Work order — From the first record below to the last, retype each one exactly.

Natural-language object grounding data
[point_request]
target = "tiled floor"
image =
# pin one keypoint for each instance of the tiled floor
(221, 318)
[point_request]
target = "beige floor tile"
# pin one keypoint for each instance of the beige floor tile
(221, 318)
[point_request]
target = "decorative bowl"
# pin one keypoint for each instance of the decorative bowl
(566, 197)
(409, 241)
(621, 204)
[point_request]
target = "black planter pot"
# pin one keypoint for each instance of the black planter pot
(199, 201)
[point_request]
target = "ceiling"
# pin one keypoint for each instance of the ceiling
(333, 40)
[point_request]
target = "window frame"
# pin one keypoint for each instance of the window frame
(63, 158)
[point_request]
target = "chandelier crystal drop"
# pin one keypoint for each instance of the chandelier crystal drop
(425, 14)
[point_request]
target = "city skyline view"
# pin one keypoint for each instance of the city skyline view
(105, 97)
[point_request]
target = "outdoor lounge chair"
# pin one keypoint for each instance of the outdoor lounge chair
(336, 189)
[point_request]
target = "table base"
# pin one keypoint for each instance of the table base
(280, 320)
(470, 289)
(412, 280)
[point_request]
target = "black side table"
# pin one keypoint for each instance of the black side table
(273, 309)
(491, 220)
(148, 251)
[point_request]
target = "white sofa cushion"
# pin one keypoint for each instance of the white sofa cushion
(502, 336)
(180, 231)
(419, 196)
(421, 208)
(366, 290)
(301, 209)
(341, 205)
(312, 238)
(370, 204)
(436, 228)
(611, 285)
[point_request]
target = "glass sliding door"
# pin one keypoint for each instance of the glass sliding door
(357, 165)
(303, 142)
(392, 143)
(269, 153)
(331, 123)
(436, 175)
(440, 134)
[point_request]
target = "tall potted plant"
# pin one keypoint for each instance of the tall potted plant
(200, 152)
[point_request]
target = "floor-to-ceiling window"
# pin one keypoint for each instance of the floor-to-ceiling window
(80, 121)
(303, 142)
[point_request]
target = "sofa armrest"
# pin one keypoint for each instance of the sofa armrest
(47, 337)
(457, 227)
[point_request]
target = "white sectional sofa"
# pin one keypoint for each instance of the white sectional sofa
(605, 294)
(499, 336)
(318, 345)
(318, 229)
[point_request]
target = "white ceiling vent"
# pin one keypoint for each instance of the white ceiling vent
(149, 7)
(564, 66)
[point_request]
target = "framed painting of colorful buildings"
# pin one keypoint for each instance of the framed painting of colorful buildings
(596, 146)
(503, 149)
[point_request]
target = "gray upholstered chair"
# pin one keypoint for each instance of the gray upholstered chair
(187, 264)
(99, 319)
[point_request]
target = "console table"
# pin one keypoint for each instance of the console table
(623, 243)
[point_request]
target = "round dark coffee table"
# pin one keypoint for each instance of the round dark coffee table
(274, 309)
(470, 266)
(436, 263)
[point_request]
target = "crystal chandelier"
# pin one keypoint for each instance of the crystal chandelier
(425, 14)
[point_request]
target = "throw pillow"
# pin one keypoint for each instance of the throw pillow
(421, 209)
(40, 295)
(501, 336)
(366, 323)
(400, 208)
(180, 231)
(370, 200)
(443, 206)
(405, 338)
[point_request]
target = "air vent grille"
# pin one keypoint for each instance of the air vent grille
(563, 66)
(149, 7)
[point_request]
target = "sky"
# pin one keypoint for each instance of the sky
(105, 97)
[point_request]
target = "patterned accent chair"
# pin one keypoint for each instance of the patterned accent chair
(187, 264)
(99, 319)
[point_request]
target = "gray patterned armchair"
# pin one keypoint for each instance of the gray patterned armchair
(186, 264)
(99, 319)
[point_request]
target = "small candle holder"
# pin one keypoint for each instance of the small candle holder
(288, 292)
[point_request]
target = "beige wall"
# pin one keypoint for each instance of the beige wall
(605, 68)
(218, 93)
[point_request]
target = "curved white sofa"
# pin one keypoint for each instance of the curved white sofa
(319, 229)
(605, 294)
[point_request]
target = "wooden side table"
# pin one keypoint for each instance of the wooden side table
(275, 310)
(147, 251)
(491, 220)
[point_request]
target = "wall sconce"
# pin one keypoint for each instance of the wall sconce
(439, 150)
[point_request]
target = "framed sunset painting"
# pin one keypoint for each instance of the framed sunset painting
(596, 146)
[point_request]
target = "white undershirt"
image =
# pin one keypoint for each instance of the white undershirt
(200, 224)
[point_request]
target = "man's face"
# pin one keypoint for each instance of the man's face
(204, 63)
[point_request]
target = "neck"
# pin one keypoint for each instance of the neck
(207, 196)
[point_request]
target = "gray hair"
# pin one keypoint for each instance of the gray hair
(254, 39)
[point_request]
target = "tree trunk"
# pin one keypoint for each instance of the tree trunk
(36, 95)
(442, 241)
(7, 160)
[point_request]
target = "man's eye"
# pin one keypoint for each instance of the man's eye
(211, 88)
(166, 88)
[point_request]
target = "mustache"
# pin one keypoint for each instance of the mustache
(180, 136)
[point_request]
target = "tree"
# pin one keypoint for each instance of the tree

Written solution —
[point_request]
target = "tiled floor"
image =
# pin one keypoint for each instance of the tiled floor
(221, 318)
[point_request]
target = "beige floor tile"
# pin one keypoint for each instance of the beige floor tile
(221, 318)
[point_request]
target = "decorative bowl"
# pin one keypoint for each instance of the decorative bowl
(566, 197)
(409, 241)
(621, 204)
[point_request]
target = "black planter pot"
# pin one keypoint for each instance of the black planter pot
(199, 201)
[point_request]
target = "ceiling"
# pin one keypoint for each instance of the ceiling
(333, 40)
[point_request]
target = "window frame"
# pin one keypoint for each instance of the window frame
(63, 158)
[point_request]
target = "chandelier crystal drop"
# pin one keypoint for each instance of the chandelier crystal drop
(425, 14)
[point_request]
target = "city skyline view"
# pin one keypoint for each instance of the city skyline view
(105, 97)
[point_request]
target = "outdoor lounge chair"
# pin one keypoint for each instance of the outdoor lounge chair
(336, 189)
[point_request]
target = "table base"
# pin one keypoint for each instance of the table base
(280, 320)
(470, 289)
(412, 280)
[point_request]
target = "black side table"
# pin one keypoint for each instance of the black side table
(273, 309)
(491, 220)
(148, 251)
[point_request]
target = "white sofa cushion"
# pin one keypoint for each instance of the white sofa cushion
(502, 336)
(180, 231)
(419, 196)
(421, 208)
(366, 290)
(301, 209)
(341, 205)
(312, 238)
(370, 204)
(436, 228)
(611, 285)
[point_request]
target = "glass sliding door"
# pin one keypoint for each instance of the glass sliding door
(357, 165)
(303, 142)
(392, 143)
(269, 153)
(331, 123)
(436, 175)
(440, 134)
[point_request]
target = "tall potted plant"
# pin one keypoint for each instance of the tall potted plant
(200, 152)
[point_request]
target = "floor-to-ceiling window"
# pin one keypoint for each instance of the floor-to-ceiling window
(80, 121)
(303, 142)
[point_request]
target = "sofa armrest"
# pin one keypoint for each instance of the sofa armrest
(47, 337)
(457, 227)
[point_request]
target = "white sectional sofa"
# pin one keypoint for each instance of the white sectional sofa
(605, 294)
(499, 336)
(318, 345)
(318, 229)
[point_request]
target = "white ceiling vent"
# pin one keypoint for each instance of the white ceiling vent
(149, 7)
(564, 66)
[point_request]
target = "framed painting of colorful buildings"
# pin one keypoint for each instance of the framed painting of colorful buildings
(596, 146)
(503, 149)
[point_request]
target = "gray upholstered chair"
# pin one keypoint for each instance of the gray upholstered chair
(187, 264)
(99, 319)
[point_request]
target = "console table"
# pin one keypoint for each instance of the console table
(623, 243)
[point_request]
target = "round dark coffee table"
# pin one keypoint for each instance of the round dark coffee table
(274, 309)
(470, 266)
(436, 263)
[point_request]
target = "crystal chandelier"
# pin one keypoint for each instance of the crystal chandelier
(425, 14)
[point_request]
target = "throw pillow"
# pin one keypoint for each instance of the throw pillow
(421, 209)
(40, 295)
(501, 336)
(366, 323)
(400, 208)
(180, 231)
(370, 200)
(443, 206)
(405, 338)
[point_request]
target = "air vent grille"
# pin one keypoint for each instance of the air vent grille
(563, 66)
(149, 7)
[point_request]
target = "sky"
# pin one keypoint for each instance of the sky
(105, 97)
[point_request]
target = "patterned accent chair"
# pin one keypoint for each instance of the patterned accent chair
(187, 264)
(99, 319)
[point_request]
target = "gray patterned armchair"
# pin one keypoint for each instance of the gray patterned armchair
(186, 264)
(99, 319)
[point_request]
target = "small candle holder"
# pin one keypoint for each instance of the small candle holder
(288, 292)
[point_request]
target = "beige wall"
# pin one keypoint for each instance of the beige wall
(605, 68)
(218, 93)
[point_request]
target = "curved white sofa"
# pin one keypoint for each instance of the curved white sofa
(319, 229)
(605, 294)
[point_request]
target = "wooden side table"
# pin one keypoint for each instance of the wooden side table
(275, 310)
(147, 251)
(491, 220)
[point_request]
target = "wall sconce"
# pin one keypoint for each instance of the wall sconce
(439, 150)
[point_request]
target = "framed sunset painting"
# pin one keypoint for each instance of the framed sunset painting
(596, 146)
[point_request]
target = "white undershirt"
image =
# pin one keypoint for each instance of the white undershirt
(200, 224)
[point_request]
target = "man's face"
# pin one keypoint for each instance of the man's face
(204, 63)
[point_request]
target = "neck"
# pin one keypoint for each instance of the neck
(207, 196)
[point_request]
target = "gray hair"
# pin one keypoint for each instance of the gray hair
(254, 39)
[point_request]
target = "tree trunk"
# pin one keypoint for each instance of the tree trunk
(36, 95)
(442, 241)
(7, 160)
[point_request]
target = "man's eye"
# pin one keypoint for each instance of the man's eye
(211, 88)
(166, 88)
[point_request]
target = "mustache"
# pin one keypoint for each instance of the mustache
(180, 136)
[point_request]
target = "tree"
# pin one keypoint for each instance of the tree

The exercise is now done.